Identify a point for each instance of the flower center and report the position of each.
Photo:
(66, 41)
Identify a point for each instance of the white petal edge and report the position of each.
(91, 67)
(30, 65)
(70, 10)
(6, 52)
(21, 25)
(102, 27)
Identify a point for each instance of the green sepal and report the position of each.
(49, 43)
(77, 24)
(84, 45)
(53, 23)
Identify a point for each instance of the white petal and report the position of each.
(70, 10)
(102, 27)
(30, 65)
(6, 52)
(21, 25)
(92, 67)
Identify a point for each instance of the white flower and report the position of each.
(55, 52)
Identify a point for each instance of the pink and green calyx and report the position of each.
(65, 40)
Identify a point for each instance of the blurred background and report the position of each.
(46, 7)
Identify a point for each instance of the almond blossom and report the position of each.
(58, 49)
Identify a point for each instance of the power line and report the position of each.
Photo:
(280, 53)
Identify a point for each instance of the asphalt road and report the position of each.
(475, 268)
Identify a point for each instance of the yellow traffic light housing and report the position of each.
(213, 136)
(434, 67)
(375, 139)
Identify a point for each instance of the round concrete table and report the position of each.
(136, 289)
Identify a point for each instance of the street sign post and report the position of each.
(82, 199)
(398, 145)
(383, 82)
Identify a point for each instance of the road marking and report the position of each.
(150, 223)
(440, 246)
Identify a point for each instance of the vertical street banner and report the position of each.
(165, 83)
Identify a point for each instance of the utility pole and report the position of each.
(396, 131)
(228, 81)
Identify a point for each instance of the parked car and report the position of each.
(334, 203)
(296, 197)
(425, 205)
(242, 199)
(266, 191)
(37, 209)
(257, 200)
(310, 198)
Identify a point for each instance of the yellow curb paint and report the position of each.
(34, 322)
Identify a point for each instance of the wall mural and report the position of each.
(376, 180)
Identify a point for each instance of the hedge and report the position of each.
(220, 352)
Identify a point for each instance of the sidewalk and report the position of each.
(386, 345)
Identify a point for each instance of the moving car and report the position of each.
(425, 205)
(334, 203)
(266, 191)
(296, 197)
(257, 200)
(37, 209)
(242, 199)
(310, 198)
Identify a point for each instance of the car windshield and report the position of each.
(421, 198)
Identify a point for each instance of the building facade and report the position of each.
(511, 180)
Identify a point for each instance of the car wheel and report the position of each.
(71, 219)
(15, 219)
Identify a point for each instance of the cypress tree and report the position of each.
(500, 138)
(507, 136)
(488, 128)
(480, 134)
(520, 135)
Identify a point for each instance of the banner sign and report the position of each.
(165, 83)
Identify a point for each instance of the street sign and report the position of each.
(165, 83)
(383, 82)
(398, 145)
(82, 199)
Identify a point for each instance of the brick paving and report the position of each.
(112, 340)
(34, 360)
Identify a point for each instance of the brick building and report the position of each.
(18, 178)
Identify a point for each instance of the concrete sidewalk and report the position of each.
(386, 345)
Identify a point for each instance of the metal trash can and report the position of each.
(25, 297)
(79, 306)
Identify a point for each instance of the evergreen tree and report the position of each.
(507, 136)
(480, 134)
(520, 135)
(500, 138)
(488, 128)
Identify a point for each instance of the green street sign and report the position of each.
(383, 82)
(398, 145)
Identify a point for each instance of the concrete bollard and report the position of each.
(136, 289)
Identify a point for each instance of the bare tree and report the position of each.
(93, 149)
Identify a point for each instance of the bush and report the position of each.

•••

# Task instructions:
Your answer must be the line containing "Identify a point for each instance of the car wheel" and every line after it through the end of the records above, reproduced exactly and alone.

# Exercise output:
Identify a point for each instance of the car wheel and report the position of each.
(71, 219)
(15, 219)
Identify a point for each instance of the cypress tree and report the position of each.
(500, 138)
(507, 136)
(488, 128)
(480, 134)
(520, 135)
Identify a point for each instance of the banner sign and report the position of each.
(165, 83)
Identify a point for each instance of the street sign and report the position of each.
(165, 83)
(383, 82)
(398, 145)
(82, 199)
Identify a point for each instance of the brick paving and report the position of each.
(112, 340)
(34, 360)
Identify a point for each instance of the brick building and report the position of each.
(18, 178)
Identify a point for each instance of the concrete sidewalk and report the position of each.
(386, 345)
Identify a point for each instance of the metal trash can and report the position of each.
(25, 297)
(79, 306)
Identify a point for each instance of the evergreen tree and report the position of each.
(507, 136)
(480, 134)
(520, 135)
(500, 138)
(488, 128)
Identify a point for each instance of the green street sign and report the position of each.
(383, 82)
(398, 145)
Identify a point for each instance of the concrete bollard and report the position of each.
(136, 289)
Identify a point for each instance of the bare tree and report the position of each.
(93, 149)
Identify a point for each instance of the bush and report the position of each.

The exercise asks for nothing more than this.